_Exercise goal_. Rewrite the stretch of records from the line containing "Pin every instance of the white t-shirt" through the end of the records, both ends included, keeping the requests unchanged. Multiply every coordinate in the answers by 2.6 and round each result to a whole number, with halves rounded up.

_Data for this task_.
---

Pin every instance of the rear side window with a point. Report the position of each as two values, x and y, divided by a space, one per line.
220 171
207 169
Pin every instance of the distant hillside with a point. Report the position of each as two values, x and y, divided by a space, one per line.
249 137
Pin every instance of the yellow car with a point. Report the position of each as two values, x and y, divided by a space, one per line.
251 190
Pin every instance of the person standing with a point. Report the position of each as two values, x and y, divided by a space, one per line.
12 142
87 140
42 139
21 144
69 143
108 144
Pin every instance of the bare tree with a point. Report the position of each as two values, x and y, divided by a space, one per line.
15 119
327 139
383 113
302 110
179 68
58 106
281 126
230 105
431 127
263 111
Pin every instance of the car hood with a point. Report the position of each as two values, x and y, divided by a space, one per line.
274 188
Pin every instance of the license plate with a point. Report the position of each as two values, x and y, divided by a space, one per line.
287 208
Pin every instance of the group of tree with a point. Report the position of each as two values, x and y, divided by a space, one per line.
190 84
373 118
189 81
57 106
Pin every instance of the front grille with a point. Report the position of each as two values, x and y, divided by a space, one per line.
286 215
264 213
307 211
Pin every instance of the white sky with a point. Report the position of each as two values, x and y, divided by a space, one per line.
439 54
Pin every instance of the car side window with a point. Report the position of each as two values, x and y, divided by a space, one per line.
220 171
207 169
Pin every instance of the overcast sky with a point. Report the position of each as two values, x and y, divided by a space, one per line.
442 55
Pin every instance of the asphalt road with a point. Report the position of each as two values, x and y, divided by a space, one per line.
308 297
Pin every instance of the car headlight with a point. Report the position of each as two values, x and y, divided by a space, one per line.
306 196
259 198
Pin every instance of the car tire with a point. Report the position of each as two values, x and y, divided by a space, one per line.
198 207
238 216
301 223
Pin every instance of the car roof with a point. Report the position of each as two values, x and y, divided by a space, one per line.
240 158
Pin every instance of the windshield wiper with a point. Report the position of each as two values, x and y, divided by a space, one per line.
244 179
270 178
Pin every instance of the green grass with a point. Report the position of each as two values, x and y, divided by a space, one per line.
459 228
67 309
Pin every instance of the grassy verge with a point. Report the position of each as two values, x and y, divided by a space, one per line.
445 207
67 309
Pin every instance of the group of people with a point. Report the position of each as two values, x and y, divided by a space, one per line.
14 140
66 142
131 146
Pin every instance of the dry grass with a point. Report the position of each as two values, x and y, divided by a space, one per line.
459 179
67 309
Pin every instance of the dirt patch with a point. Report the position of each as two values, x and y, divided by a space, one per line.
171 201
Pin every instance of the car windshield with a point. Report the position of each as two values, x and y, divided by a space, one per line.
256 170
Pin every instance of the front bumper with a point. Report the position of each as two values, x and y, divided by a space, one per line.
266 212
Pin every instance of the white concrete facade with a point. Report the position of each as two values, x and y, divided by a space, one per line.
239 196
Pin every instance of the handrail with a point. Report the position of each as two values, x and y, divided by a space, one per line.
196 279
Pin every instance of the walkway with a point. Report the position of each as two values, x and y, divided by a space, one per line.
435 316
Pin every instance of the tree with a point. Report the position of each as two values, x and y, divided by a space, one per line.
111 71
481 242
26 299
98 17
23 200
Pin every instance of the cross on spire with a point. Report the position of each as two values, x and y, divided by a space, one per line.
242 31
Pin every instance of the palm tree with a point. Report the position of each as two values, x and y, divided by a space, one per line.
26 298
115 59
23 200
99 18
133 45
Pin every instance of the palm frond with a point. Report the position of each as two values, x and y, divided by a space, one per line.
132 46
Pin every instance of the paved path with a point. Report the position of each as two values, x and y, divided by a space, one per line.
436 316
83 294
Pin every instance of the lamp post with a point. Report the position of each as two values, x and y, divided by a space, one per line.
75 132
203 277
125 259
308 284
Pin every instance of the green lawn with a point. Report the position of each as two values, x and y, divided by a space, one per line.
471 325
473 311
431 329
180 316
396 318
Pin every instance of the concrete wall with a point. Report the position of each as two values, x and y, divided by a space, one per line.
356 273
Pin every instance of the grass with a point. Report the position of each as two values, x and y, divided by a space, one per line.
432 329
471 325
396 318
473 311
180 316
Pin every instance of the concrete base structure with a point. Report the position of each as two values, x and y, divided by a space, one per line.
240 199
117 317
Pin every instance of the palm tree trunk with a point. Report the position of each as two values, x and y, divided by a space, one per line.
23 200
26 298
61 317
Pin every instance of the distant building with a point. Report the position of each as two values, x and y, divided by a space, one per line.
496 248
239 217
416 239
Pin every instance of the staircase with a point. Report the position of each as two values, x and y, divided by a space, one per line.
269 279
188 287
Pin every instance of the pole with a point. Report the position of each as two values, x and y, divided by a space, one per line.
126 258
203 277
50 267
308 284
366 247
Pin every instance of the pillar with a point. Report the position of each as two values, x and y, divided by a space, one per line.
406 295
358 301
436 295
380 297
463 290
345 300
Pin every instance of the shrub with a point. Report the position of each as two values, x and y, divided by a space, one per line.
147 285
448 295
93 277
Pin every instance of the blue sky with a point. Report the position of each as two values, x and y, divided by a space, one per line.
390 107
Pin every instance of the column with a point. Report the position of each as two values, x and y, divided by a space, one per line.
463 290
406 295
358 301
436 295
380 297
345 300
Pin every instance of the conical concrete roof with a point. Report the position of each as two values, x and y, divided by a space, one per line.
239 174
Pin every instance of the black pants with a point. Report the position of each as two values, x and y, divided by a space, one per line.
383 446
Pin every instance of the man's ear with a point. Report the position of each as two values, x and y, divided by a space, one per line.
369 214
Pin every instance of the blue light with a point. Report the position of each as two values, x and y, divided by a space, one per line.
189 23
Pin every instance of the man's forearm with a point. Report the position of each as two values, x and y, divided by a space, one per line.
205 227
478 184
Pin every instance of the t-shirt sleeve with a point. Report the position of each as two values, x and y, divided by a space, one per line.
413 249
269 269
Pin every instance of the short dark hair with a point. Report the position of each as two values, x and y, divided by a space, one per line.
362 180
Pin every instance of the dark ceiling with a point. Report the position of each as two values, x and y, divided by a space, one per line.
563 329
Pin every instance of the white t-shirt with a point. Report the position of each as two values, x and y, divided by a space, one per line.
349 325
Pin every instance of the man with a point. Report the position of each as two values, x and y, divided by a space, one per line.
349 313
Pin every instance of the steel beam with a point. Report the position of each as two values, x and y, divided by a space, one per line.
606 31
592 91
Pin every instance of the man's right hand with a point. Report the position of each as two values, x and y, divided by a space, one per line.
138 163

---

_Solution to this problem_.
Pin every instance of the white t-shirt with a point. Report the position of each as two values, x and y, divided by a space, one per line.
907 845
Pin every instance of the man with a point. Report the position of each as two values, x and y, divided by a space, one per line.
907 814
Pin every instance of the steel beam with a point. Report the position of each as two values, x and y, divided by a space, one per line.
1576 81
1539 237
Pin every instance of the man's right hand with a point. Report the position of each as two values, x and y, divided by a space, one per line.
359 424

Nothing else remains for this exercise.